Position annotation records
____________

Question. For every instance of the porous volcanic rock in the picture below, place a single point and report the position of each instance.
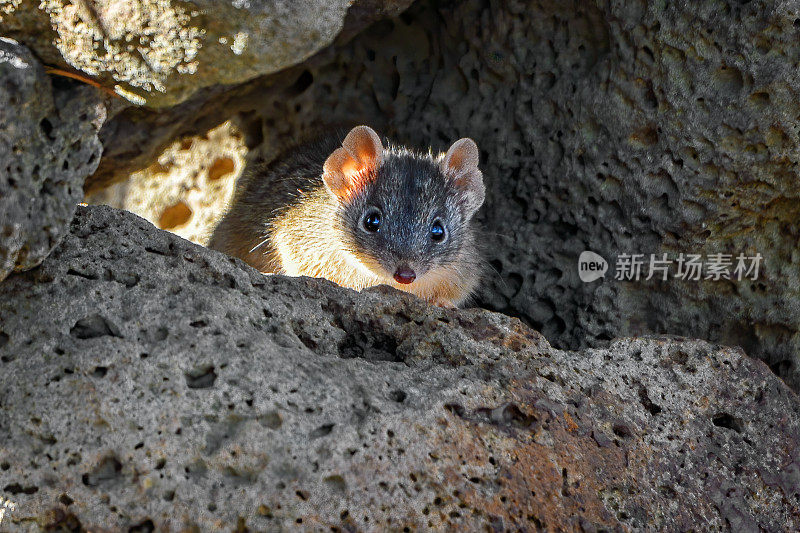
(162, 52)
(48, 145)
(618, 127)
(147, 382)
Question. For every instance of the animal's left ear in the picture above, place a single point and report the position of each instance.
(460, 164)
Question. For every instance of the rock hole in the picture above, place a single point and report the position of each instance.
(397, 396)
(16, 488)
(321, 431)
(455, 408)
(201, 377)
(728, 421)
(648, 404)
(622, 431)
(221, 167)
(175, 215)
(271, 420)
(335, 482)
(146, 526)
(94, 326)
(303, 82)
(47, 128)
(107, 470)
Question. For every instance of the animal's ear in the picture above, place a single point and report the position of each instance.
(347, 168)
(460, 165)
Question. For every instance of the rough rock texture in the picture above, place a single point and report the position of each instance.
(165, 51)
(618, 127)
(187, 190)
(48, 145)
(146, 382)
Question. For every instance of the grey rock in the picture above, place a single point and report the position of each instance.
(146, 382)
(48, 145)
(618, 127)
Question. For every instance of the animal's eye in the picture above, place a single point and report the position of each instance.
(372, 221)
(437, 232)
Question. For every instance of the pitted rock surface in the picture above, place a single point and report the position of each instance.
(617, 127)
(48, 145)
(161, 52)
(146, 382)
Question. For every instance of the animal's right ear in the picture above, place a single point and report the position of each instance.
(348, 169)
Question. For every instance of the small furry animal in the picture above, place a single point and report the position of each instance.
(361, 214)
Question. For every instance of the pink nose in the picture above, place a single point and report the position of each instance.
(404, 275)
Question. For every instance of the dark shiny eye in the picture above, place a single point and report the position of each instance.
(372, 221)
(437, 231)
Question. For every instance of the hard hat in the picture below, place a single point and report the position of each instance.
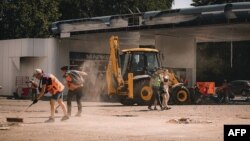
(37, 71)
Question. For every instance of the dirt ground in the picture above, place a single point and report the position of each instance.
(113, 122)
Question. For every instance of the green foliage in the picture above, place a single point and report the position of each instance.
(90, 8)
(32, 18)
(211, 2)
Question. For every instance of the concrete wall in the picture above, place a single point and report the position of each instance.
(177, 52)
(19, 57)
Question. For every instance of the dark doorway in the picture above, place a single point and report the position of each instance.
(224, 60)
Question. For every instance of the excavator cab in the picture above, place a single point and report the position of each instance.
(128, 75)
(139, 61)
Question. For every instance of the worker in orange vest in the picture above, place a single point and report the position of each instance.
(49, 83)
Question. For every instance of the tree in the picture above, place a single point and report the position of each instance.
(211, 2)
(32, 18)
(27, 18)
(72, 9)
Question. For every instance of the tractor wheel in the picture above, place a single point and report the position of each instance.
(181, 95)
(142, 92)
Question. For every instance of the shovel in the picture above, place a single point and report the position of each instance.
(17, 119)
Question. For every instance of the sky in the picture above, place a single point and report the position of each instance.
(181, 4)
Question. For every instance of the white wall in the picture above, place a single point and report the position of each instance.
(19, 57)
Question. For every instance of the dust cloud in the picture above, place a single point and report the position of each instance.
(95, 83)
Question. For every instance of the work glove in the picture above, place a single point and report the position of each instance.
(35, 101)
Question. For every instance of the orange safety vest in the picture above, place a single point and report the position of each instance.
(71, 86)
(56, 85)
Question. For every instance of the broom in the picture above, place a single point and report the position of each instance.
(17, 119)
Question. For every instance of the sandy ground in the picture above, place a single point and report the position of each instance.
(113, 122)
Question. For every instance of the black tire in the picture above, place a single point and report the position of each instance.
(142, 92)
(181, 95)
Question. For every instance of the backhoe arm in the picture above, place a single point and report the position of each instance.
(113, 73)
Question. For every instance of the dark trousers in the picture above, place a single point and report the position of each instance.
(155, 96)
(78, 93)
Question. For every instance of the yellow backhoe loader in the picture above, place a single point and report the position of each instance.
(128, 74)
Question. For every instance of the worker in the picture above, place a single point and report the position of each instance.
(155, 82)
(74, 82)
(33, 87)
(224, 92)
(165, 90)
(49, 83)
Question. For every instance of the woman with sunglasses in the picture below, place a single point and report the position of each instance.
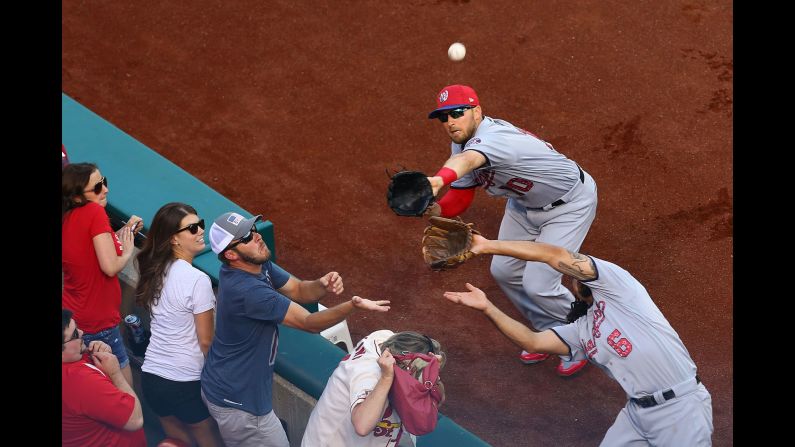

____________

REQUIRED TASK >>
Please put every line of the material above into a numbered list, skipping any blank lines and leaving out the pictures.

SOLUTION TO THE EXERCISE >>
1. Question. For every instance of the porous volcanic rock in the picture below, place a single point and report the position of each instance.
2. (162, 52)
3. (48, 145)
4. (618, 127)
5. (147, 382)
6. Question. For every instance of the animal's left ear in the picture above, place a single point and report the position of each instance.
7. (460, 164)
8. Question. For every instance of the rock hole in the picture above, place a single point and report the position of each instance.
9. (397, 396)
10. (16, 488)
11. (321, 431)
12. (455, 408)
13. (201, 377)
14. (728, 421)
15. (648, 404)
16. (622, 431)
17. (221, 167)
18. (175, 215)
19. (271, 420)
20. (335, 482)
21. (146, 526)
22. (94, 326)
23. (303, 82)
24. (47, 128)
25. (107, 470)
26. Question. For every instance of the animal's ear in the picture above, place a single point and report the position of each instance.
27. (347, 168)
28. (460, 165)
29. Question. For every instance of the rough rock texture in the picture above, place a single point and report the position of each instance.
30. (165, 51)
31. (618, 127)
32. (187, 190)
33. (48, 145)
34. (146, 382)
35. Question. For every instance of the grey rock in the picture above, place a single point and report the position of each instance.
36. (146, 382)
37. (48, 145)
38. (618, 127)
39. Question. For every instance of the animal's eye in the picture above, place a single point and report the position of each instance.
40. (372, 221)
41. (437, 232)
42. Question. For every instance of the pitted rock surface in the picture above, place a single point and report the position of each instance.
43. (617, 127)
44. (48, 145)
45. (161, 52)
46. (146, 382)
47. Question. For every instance of the animal's right ear in the picture above, place a single point and report the position of each instance.
48. (348, 169)
49. Question. For every instance of the small furry animal in the picture above, place a single point and report the position of each instance.
50. (361, 214)
51. Question. For every instance of the pink nose in the picture above, place a single point and report the position of each instance.
52. (404, 275)
53. Question. For every instance of the dark shiny eye in the picture above, place a single point and report the position of each instance.
54. (372, 221)
55. (437, 231)
56. Question. For every instance of the hard hat in the picture below, place a single point and report the position of each instance.
57. (37, 71)
58. Question. For every instance of the dirt ground in the picture above, place a single point and report the position of each instance.
59. (113, 122)
60. Question. For every instance of the green foliage in the picture above, place a single point and report the position of each instance.
61. (90, 8)
62. (32, 18)
63. (211, 2)
64. Question. For every instance of the concrete wall in the picture above, place a single point and report the position of each instance.
65. (177, 52)
66. (19, 57)
67. Question. For every instance of the dark doorway in the picture above, place a single point and report the position of each instance.
68. (224, 60)
69. Question. For every instance of the excavator cab in the picture above, place a single point and report the position of each instance.
70. (128, 75)
71. (139, 61)
72. Question. For every instance of the worker in orange vest in the picture above, place a single point and report the position of each instance.
73. (49, 83)
74. Question. For every instance of the tree in the picture above, place a single point and report the position of each instance.
75. (211, 2)
76. (32, 18)
77. (27, 18)
78. (72, 9)
79. Question. For every instance of the tractor wheel in the picture above, place a single point and report the position of each instance.
80. (181, 95)
81. (142, 92)
82. Question. For every instance of the shovel in the picture above, place a single point and report the position of each instance.
83. (17, 119)
84. Question. For every instance of the sky in the picture above, place a single point and report the position of each instance.
85. (181, 4)
86. Question. For every instance of the white wall in the picture above, place a single point and report the position of each instance.
87. (19, 57)
88. Question. For every instance of the dust cloud in the picture above, place a single point and report the position of each instance.
89. (95, 83)
90. Question. For every instance of the work glove in the picture above, place a single point and report the position of each instance.
91. (35, 101)
92. Question. For every instance of the orange safety vest in the picture above, place a single point and report the position of each instance.
93. (71, 86)
94. (56, 85)
95. Question. For every instance of the broom in the picture above, place a single point and report the position of each instance.
96. (17, 119)
97. Question. For every instance of the sandy ground in the picture above, place a single point and report the position of each instance.
98. (113, 122)
99. Question. For every instance of the black tire in the picture above, place a single point and report the position of each instance.
100. (142, 92)
101. (181, 95)
102. Question. For every instance of the backhoe arm in the picture above, place a single point and report the position of each instance.
103. (113, 73)
104. Question. For every instance of the dark trousers in the picture above, place a single point and report the position of each instance.
105. (155, 96)
106. (78, 93)
107. Question. For every instance of the yellow backhoe loader in the picture above, place a single point and report the position of each instance.
108. (128, 74)
109. Question. For every instance of the worker in the picture above, place a single point and report the position of each instance.
110. (155, 82)
111. (74, 82)
112. (33, 87)
113. (224, 92)
114. (165, 90)
115. (49, 83)
116. Question. For every instance of the woman with sunglasses in the picture below, place a single point and report the position of each instance.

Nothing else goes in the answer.